Problem to solve — Reproduce every line of the rows, substituting "marker" for "keypoint" at each occurrence and leaving everything else unchanged.

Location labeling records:

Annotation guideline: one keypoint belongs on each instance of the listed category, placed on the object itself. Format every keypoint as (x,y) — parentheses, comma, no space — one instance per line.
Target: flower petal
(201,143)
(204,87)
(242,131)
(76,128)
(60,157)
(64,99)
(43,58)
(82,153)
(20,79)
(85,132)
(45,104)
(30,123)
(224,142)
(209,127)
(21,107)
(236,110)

Problem solution —
Annotation guideline: one marker belongs on each instance of the listed category, placed on the object itself. Format every marker as (x,y) — parentheses, comma, no space — one instance per line.
Target: flower petal
(201,143)
(204,87)
(242,131)
(76,128)
(60,157)
(64,99)
(43,58)
(82,153)
(20,79)
(85,132)
(45,104)
(30,123)
(224,142)
(209,127)
(21,107)
(236,110)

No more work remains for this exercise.